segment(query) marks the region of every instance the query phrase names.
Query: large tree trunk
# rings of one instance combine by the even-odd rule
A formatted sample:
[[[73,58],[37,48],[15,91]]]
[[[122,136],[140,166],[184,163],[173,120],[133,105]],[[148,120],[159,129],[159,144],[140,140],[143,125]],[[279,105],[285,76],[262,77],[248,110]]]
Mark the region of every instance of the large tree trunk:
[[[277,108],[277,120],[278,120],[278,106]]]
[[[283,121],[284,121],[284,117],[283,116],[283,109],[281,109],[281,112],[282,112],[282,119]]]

------

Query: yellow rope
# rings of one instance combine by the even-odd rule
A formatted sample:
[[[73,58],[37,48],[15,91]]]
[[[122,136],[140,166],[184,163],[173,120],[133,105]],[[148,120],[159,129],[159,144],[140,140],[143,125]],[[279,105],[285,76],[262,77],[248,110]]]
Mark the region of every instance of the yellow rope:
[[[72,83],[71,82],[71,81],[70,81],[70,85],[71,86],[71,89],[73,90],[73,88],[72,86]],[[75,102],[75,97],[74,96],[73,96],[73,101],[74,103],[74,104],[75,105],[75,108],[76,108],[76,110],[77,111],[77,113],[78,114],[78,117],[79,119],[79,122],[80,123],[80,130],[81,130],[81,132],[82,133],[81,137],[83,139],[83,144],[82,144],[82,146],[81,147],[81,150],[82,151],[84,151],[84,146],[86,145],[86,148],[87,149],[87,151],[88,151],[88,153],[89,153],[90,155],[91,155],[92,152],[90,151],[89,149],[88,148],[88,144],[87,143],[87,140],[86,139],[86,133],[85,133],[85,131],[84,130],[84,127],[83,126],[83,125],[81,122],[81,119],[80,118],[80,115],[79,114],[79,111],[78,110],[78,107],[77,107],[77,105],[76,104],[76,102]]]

------

- [Exercise aim] Count the lines in the rows above that contain the string "trunk", treating uppercase and lowercase as different. Give only the number.

- [Task answer] 2